■ Task prompt: Render every line of the data below as a JSON list of strings, one string per line, with blank lines omitted. Omit the pictures from the output.

>>>>

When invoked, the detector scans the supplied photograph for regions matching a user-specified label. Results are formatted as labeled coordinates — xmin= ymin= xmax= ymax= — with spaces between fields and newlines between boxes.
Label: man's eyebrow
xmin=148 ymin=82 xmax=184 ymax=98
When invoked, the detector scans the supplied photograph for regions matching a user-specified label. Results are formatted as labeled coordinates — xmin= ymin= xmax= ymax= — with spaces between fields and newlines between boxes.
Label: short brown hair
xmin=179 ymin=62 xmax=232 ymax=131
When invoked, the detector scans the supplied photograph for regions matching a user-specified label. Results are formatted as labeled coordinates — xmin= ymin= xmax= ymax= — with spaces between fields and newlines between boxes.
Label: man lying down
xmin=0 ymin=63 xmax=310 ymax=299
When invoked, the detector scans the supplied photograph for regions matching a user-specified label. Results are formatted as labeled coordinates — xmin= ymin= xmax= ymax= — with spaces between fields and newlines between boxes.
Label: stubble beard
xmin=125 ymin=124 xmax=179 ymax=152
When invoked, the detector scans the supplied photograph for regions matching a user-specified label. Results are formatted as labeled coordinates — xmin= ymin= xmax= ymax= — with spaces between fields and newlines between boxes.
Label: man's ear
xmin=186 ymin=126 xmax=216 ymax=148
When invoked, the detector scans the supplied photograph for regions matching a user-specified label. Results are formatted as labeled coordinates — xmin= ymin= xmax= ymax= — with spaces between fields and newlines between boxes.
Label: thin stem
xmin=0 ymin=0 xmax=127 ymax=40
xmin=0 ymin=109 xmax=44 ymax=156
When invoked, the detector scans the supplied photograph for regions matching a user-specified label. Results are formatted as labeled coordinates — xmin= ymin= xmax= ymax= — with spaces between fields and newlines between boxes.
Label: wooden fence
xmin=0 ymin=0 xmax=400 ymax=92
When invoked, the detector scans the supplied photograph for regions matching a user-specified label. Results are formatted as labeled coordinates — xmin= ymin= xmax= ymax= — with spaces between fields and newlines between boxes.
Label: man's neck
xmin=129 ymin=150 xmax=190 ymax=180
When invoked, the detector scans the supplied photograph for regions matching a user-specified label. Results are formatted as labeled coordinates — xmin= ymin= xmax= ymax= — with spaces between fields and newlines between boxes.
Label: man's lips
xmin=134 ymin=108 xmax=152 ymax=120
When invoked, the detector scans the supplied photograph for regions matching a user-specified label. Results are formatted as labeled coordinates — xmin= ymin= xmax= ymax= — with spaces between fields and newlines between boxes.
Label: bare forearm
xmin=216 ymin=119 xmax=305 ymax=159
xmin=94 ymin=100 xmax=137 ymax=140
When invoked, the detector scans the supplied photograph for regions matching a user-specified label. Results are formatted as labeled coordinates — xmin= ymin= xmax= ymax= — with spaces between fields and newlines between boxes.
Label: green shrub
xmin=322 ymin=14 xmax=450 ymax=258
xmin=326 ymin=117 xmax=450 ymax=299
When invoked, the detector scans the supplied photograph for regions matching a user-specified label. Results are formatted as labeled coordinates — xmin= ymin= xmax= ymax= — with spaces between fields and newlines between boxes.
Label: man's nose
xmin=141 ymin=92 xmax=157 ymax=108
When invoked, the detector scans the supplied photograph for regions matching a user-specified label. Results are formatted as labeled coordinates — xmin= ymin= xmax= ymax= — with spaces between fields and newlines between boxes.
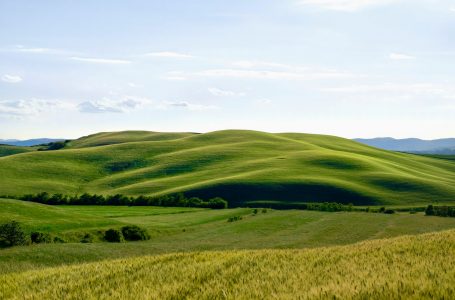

<<<<

■ Finished answer:
[
  "When invoked, the detector scans the supplied photograph for regions matching a user-specified label. Results are formatted as labeled coordinates — xmin= ymin= xmax= ymax= — with spaces between fields and newlines between boxes.",
  "Label: man's eyebrow",
  "xmin=148 ymin=82 xmax=184 ymax=98",
  "When invoked, the detector scans the supplied photograph for regions matching a user-specified label. Results are formatted as labeled coordinates — xmin= ymin= xmax= ymax= — with spaces between fields and newlines between boxes.",
  "Label: short brown hair",
  "xmin=179 ymin=62 xmax=232 ymax=131",
  "When invoked, the detector scans the supplied photograph for regions matching a user-specified label. Results are formatted as labeled coordinates — xmin= ymin= xmax= ymax= — with spaces between fields and newlines between boxes.",
  "Label: man lying down",
  "xmin=0 ymin=63 xmax=310 ymax=299",
  "When invoked, the detector scans the supplied photograph for regions matching a user-specified label. Results are formatted as labeled coordinates — xmin= ymin= xmax= ymax= — with spaces between fields and newlines between boxes.",
  "Label: stubble beard",
  "xmin=125 ymin=124 xmax=179 ymax=152",
  "When invoked, the detector scans the supplied photograph for regions matching a user-specified label. Results are formatted as labeled coordinates — xmin= ymin= xmax= ymax= — with spaces between fields and newlines between boxes.",
  "Label: man's ear",
  "xmin=186 ymin=126 xmax=216 ymax=148",
  "When invoked, the detector scans the supplied photograph for regions matching a user-specified label. Results are formatted as labeled coordinates — xmin= ymin= xmax= ymax= — with spaces between fields and newlines between boxes.",
  "Label: thin stem",
  "xmin=0 ymin=0 xmax=127 ymax=40",
  "xmin=0 ymin=109 xmax=44 ymax=156",
  "When invoked, the detector scans the supplied photograph for regions matching a user-specified label. Results are formatted as labeled coordinates — xmin= ymin= xmax= ymax= — with spaces between fields and newlines between boxes.",
  "Label: wooden fence",
  "xmin=0 ymin=0 xmax=400 ymax=92",
  "When invoked, the detector scans the supplied photograph for regions matching a user-specified label. Results are formatted as labeled coordinates — xmin= ymin= xmax= ymax= — with spaces between fields and newlines between boxes.",
  "Label: man's neck",
  "xmin=129 ymin=150 xmax=190 ymax=180",
  "When invoked, the detector scans the supplied photograph for regions matching a user-specified label. Results are formatted as labeled coordinates — xmin= ymin= xmax= ymax= — with spaces between fields and newlines between boxes.",
  "Label: man's lips",
  "xmin=134 ymin=108 xmax=152 ymax=120",
  "When invoked, the detector scans the supplied photograph for regions matching a user-specified label. Results are formatted as labeled coordinates — xmin= ymin= xmax= ymax= — with spaces between fields and newlines between boxes.",
  "Label: bare forearm",
  "xmin=216 ymin=119 xmax=305 ymax=159",
  "xmin=94 ymin=100 xmax=137 ymax=140",
  "When invoked, the detector scans the supplied photograph for regions matching a user-specified label. Results are formatted as labeled coordinates — xmin= ymin= xmax= ymax= — with spaces between fields and newlines between boxes.",
  "Label: green shrub",
  "xmin=322 ymin=14 xmax=450 ymax=258",
  "xmin=326 ymin=117 xmax=450 ymax=299",
  "When invoked, the detector scans the supplied photograph for regions matching a user-specified label. Results are formatted as labeled coordinates — xmin= ymin= xmax= ymax= — with spaces between fields and newlines between boxes.",
  "Label: man's nose",
  "xmin=141 ymin=92 xmax=157 ymax=108",
  "When invoked, the detector scans the supplied photograph for regions matching a user-specified label. Results are formatted as labeled coordinates — xmin= ymin= xmax= ymax= — with spaces between fields and newlines between boxes."
]